Type out the complete listing below word for word, without its pictures.

╔══

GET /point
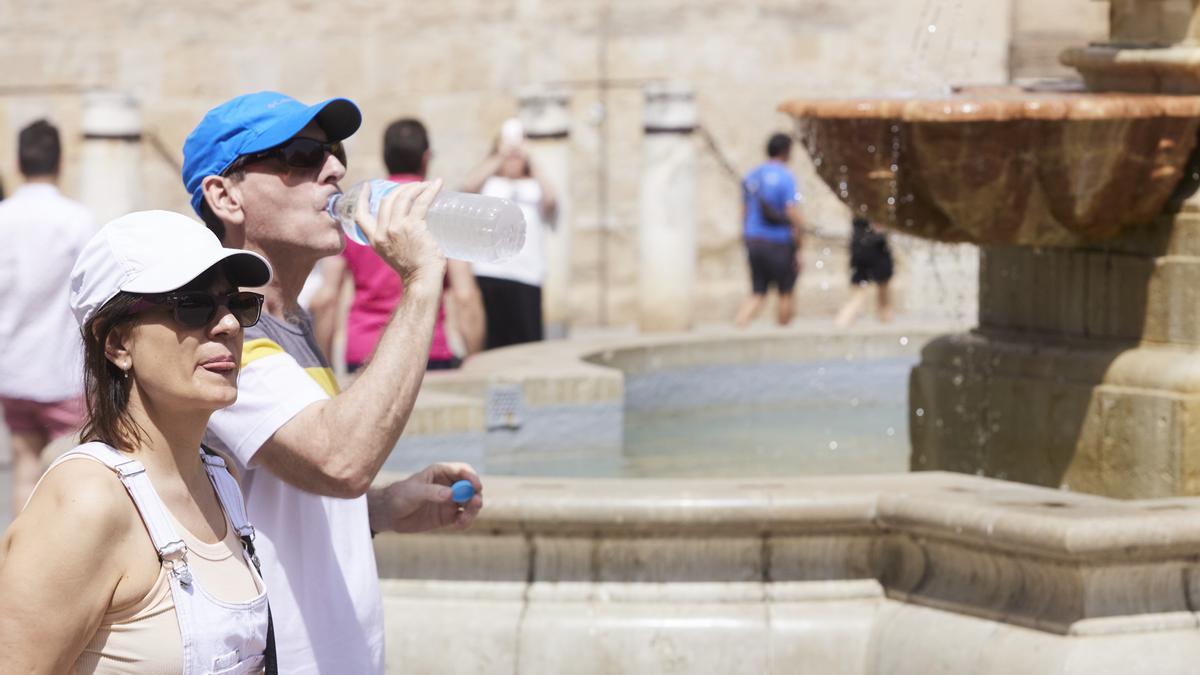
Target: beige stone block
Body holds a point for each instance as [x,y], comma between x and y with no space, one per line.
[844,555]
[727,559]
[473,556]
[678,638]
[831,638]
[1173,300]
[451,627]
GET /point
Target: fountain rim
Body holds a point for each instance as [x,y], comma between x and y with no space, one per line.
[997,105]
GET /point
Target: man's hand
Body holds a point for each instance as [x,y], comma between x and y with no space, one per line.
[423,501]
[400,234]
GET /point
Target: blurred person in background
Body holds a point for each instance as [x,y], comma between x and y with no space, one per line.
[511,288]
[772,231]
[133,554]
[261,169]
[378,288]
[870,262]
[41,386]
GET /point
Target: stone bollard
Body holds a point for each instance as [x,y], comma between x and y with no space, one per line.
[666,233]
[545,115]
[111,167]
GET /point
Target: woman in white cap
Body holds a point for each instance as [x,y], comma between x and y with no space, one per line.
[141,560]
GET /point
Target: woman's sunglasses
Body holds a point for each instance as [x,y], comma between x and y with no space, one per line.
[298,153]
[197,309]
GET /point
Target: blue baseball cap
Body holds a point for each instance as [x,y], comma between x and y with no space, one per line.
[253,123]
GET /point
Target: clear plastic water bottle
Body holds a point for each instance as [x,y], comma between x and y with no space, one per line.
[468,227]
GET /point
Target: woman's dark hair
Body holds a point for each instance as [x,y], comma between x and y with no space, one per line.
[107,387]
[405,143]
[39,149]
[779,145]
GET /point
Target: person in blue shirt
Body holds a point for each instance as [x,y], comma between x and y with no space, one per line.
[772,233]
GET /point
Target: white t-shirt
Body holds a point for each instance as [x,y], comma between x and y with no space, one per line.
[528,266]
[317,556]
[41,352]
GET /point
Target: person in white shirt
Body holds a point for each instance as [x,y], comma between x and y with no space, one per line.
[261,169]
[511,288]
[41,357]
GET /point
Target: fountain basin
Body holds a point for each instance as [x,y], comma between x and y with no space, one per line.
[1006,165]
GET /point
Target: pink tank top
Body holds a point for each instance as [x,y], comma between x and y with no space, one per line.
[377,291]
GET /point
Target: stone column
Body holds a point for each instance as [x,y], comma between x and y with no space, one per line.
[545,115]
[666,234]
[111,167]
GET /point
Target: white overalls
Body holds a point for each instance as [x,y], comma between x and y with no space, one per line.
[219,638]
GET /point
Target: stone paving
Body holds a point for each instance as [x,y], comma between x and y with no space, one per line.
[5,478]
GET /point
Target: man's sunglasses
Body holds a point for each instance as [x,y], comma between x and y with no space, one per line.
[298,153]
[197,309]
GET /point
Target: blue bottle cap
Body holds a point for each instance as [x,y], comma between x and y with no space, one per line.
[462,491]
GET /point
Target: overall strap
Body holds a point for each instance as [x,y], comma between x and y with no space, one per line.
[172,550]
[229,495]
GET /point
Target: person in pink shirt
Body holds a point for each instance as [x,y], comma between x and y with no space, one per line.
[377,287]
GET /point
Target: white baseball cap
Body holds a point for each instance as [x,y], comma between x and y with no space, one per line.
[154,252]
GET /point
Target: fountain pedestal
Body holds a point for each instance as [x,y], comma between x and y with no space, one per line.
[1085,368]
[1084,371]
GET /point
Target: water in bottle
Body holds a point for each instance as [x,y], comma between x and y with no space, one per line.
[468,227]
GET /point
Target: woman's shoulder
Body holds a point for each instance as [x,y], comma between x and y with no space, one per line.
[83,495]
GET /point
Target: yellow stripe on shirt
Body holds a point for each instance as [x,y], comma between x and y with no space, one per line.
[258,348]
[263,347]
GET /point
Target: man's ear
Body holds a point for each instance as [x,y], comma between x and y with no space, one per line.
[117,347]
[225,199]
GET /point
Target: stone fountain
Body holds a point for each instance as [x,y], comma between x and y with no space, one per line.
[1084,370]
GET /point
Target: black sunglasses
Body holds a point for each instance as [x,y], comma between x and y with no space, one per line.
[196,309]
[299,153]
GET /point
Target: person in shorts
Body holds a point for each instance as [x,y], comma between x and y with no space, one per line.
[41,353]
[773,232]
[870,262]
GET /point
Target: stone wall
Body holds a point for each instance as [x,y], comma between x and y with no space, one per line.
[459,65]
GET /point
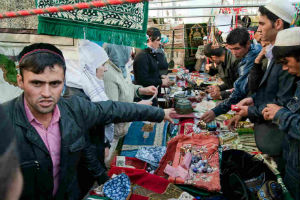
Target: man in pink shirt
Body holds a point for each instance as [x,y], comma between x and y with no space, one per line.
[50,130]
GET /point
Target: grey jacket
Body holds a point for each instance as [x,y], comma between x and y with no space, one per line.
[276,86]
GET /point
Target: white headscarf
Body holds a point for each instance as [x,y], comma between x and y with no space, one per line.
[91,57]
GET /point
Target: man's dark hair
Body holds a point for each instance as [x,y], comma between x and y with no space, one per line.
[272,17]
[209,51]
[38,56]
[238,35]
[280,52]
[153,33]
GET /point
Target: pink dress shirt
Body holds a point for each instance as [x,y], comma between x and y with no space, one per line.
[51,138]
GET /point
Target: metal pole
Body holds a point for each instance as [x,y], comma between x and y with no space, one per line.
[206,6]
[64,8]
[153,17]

╚══

▸ Solution to this exercise:
GET /point
Target: beige stone block
Body holds a point for each instance as [x,y], comma between x and y with no space, one per line.
[844,555]
[727,559]
[473,556]
[678,638]
[831,638]
[1173,300]
[451,627]
GET /point
Target: fountain rim
Body holds a point for each instance as [x,y], comma between x and y with no space, one per line.
[997,105]
GET /point
Target: man's hand
Body holds a point for each instance as [x,y], comma between x and y with no space, one per line.
[423,501]
[400,234]
GET /point
Target: blurred person in background
Body holds a point for each instance as [x,y], comma between x and y with no space, one per line.
[511,288]
[772,231]
[133,554]
[261,169]
[378,288]
[870,262]
[41,386]
GET /point
Target: stone bollard
Body holds a point for each instance as [x,y], comma between x and y with no space, one per line.
[666,233]
[545,115]
[111,167]
GET /point
Target: woman in white cap
Body holds a point for each instance as [x,y], comma between x and y with no space, one per line.
[141,560]
GET /point
Target: woman's sunglasses
Body holds a point for each instance as [x,y], comma between x and y with no space, one per line.
[298,153]
[197,309]
GET /point
Target: blue baseball cap
Body holds a point for each instance as [x,y], comma between x and y with no space, one per line.
[253,123]
GET /point
Target: clear plastic water bottle
Body holds a point for each instance as [x,y], comma between x and y with no space, one per line.
[468,227]
GET /point
Target: woman's dark hair
Body holds a point for each instance as [x,y], comma between x and y with no space, one per line.
[107,387]
[405,143]
[39,149]
[779,145]
GET /point
Target: person in blue shirt
Body holds a point for each instance as [x,y], comma between x and y with no space, one per line.
[772,233]
GET /point
Target: white t-shirt
Body holds a point for each instance as [x,y], comma between x and y with no space, one per line.
[528,266]
[317,556]
[41,352]
GET /point
Target: person in white shirt
Body holds a point for each instance as [x,y], comma between x and y with no space, one per line.
[261,169]
[511,288]
[41,357]
GET /point
Target: fountain basin
Body holds a point for each instance as [x,y], comma between x and y with no space, one per line.
[1006,165]
GET /point
Target: pink tank top
Body holds a point for each instance as [x,y], comma between x and y with no space, one per line.
[377,291]
GET /point
Target: stone column
Body holds a point for each instance as [x,y], comma between x and y with no space, one per line.
[545,115]
[666,234]
[111,167]
GET /point
Target: white overalls
Body holds a point for each instance as [x,y], comma between x and y with no space, one per line.
[219,638]
GET /point
Target: stone paving
Body holds a point for each instance as [x,y], comma between x and y with no space, one per line.
[5,478]
GET /point
Target: man's sunglasses
Body holds a point for each instance as [x,y], comma between x and y with no space, one per line.
[298,153]
[197,309]
GET /point
Target: blue bottle cap
Body holds a point for each instance as [x,y], comma between x and y with no space, one per line.
[462,491]
GET /point
Target: overall strap
Body holds a point for each instance as [x,y], comma between x and y with no space, one per line.
[172,550]
[229,495]
GET /point
Target: person in pink shirt
Body holds a point for each instance as [x,y], comma between x and y with no space, one per line.
[377,287]
GET /point
Target: white baseball cap
Body holds a point for each instance as [x,y], comma between x and y with no space, one per line.
[154,252]
GET /point
Target: fountain pedestal
Body holds a point for each instance as [x,y], comma between x and y with no space, one per line.
[1085,368]
[1084,371]
GET /point
Target: water in bottle
Body holds a point for each instance as [x,y], comma between x and y with no space, one per line.
[468,227]
GET /point
Target: woman's shoulder
Body holds a point for each instance as [x,y], comma between x and y with no space, one per line.
[83,495]
GET /point
Target: yellow stripe on shirt
Body holds a point for each instance as [x,y], comma between x and y with no space, one per line.
[258,348]
[263,347]
GET /point
Target: man's ear
Body holds a point for each instance as [x,y], comma between x and y with no space, one per line.
[117,347]
[225,199]
GET /point
Target: stone fountain
Body holds a point for each instance as [x,y], comma between x and y with no space, one per line.
[1084,370]
GET /point
Target: black sunglasses
Body holds a point for each instance as [x,y], comma between x and y with no space, one per line.
[196,309]
[299,153]
GET /point
Target: person in shorts
Body holds a point for each instance as [x,y], comma between x and y with no space, one per line.
[41,353]
[773,232]
[870,262]
GET /point
Target: stone wall
Body holds a point for each instance as [x,y], comma between x and y with no space, one per line.
[459,65]
GET /point
Target: man in pink shirt
Body holds a point for each instance as [x,y], comma between x and y with no space, one per line.
[50,130]
GET /point
Target: grey jacket
Body holds a point for each instance as [x,y], comma between x and y with no space, one per line.
[276,86]
GET /point
Target: white headscarf
Body holds a point for each instance as [x,y], comma between x and y with no space, one per line.
[91,57]
GET /point
Target: man's dark hair
Body holds a point for each instance as [x,y], comma between x and y with no space, one per line.
[272,17]
[209,51]
[38,56]
[238,35]
[280,52]
[153,33]
GET /point
Target: pink dress shirt
Body holds a point for each instance as [x,y], comma between x and y with no space, one per line.
[51,138]
GET /point
Target: metal pole
Body holds a point for each instance as [x,y], comma between x and y with no space, one per line.
[206,6]
[64,8]
[153,17]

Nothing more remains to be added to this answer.